━━━ Passage ━━━
Starmer Resigns: Luke Jones frames the weekend’s relentless speculation, culminating in Keir Starmer’s resignation—"to the shock and disbelief of absolutely nobody."
Cabinet Rebellion: Starmer loses support not just of backbenchers but of his own Cabinet.
Immediate Aftermath: Andy Burnham sworn in as MP for Makerfield, positioning himself for leadership but not yet PM.
Repeated Leadership Turmoil: Sacker’s scathing take on Britain’s diminished political credibility after the seventh PM in just over a decade.
Party and Media Blame: Both Labour and the general political climate (including the media and public) are indicted for prioritising drama and popularity over substance and reform.
Starmer’s Failures: Noted as ineffective at "retail politics," having botched key appointments and reforms.
On Andy Burnham: Sacker notes the risks of a "coronation" without a contest and questions if Burnham genuinely has a mandate or substance beyond "positive vibes."
Starmer’s Rapid Fall: Anna reflects how even months after Labour’s general election win, Starmer’s fragility was visible to some MPs.
Burnham’s Momentum: Discussion of how competing leadership hopes have withered, especially after Wes Streeting (seen as the only viable challenger) quickly endorses Burnham, making a contest unlikely.
Leadership Timetable: If unopposed, Burnham could become PM swiftly (as early as July 17). If a contest emerges, a new leader by September.
NATO Summit & Defence Plan: Starmer’s promise to unveil a crucial defence investment plan at an upcoming NATO summit now hangs in limbo, with uncertainty if it makes sense for a soon-to-depart PM to represent Britain.
Loss of Authority: Fraser Nelson points to Starmer’s failure to command the respect of colleagues and the irreparable "Mandelson resignation" as decisive.
Shifting Political Culture: The shift toward leaders being treated as "cheap, faulty appliances" to be replaced quickly.
On Burnham’s Prospects: Scepticism about Burnham’s ability to break the cycle, warning he may repeat Starmer’s fate without a substantially different approach.
Sadness and Inevitability: Straw expresses sorrow but acknowledges Starmer’s fall was inevitable given local election disasters and the electorate’s swift disengagement.
Labour’s Aversion to Tough Choices: Straw questions if the Parliamentary Labour Party can embrace unsentimental, tough reforms.
━━━ Dataset extract ━━━
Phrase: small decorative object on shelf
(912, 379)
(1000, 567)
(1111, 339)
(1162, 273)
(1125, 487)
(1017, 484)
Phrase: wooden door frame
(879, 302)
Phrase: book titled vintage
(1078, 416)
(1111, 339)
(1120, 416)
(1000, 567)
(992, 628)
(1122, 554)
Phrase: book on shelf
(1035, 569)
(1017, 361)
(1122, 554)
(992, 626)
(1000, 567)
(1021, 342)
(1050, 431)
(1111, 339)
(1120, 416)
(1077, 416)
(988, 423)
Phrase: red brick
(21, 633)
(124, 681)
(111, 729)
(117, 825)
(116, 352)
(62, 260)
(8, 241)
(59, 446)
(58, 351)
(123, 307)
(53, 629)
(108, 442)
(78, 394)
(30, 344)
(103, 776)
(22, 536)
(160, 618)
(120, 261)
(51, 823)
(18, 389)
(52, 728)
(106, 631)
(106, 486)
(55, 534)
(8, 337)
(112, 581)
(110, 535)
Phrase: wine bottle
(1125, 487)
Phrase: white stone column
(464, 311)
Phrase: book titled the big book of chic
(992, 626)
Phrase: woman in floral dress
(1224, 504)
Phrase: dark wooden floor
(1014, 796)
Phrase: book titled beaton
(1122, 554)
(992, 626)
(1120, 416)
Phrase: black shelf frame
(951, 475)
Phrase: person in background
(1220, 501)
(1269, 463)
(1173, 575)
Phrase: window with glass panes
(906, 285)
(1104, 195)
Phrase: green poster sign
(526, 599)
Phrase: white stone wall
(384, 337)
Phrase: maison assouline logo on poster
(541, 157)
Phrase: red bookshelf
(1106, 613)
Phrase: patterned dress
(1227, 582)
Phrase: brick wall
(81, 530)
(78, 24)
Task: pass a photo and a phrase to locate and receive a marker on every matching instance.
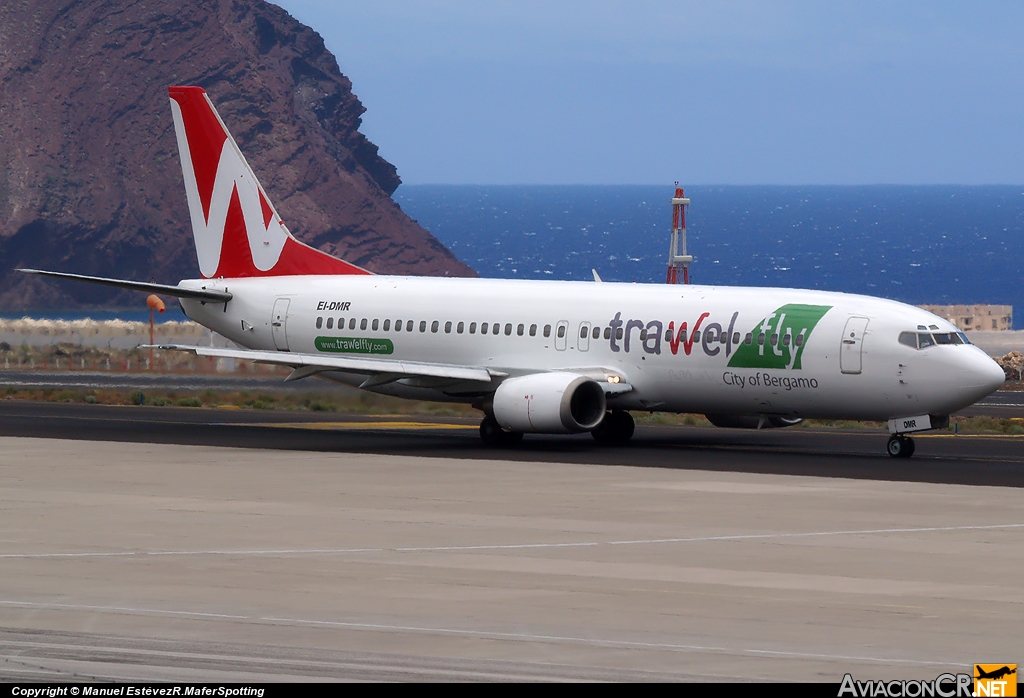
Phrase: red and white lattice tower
(678, 258)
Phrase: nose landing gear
(900, 446)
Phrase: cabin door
(852, 346)
(279, 323)
(561, 330)
(584, 344)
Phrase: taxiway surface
(201, 544)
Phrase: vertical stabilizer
(237, 229)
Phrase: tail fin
(238, 231)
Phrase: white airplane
━━━
**Description of the task:** Output the Starmer resignation summary verbatim, starting with the words "Burnham’s Momentum: Discussion" and ending after the words "leader by September.". The listing has no connection to the Starmer resignation summary.

**Full response:**
Burnham’s Momentum: Discussion of how competing leadership hopes have withered, especially after Wes Streeting (seen as the only viable challenger) quickly endorses Burnham, making a contest unlikely.
Leadership Timetable: If unopposed, Burnham could become PM swiftly (as early as July 17). If a contest emerges, a new leader by September.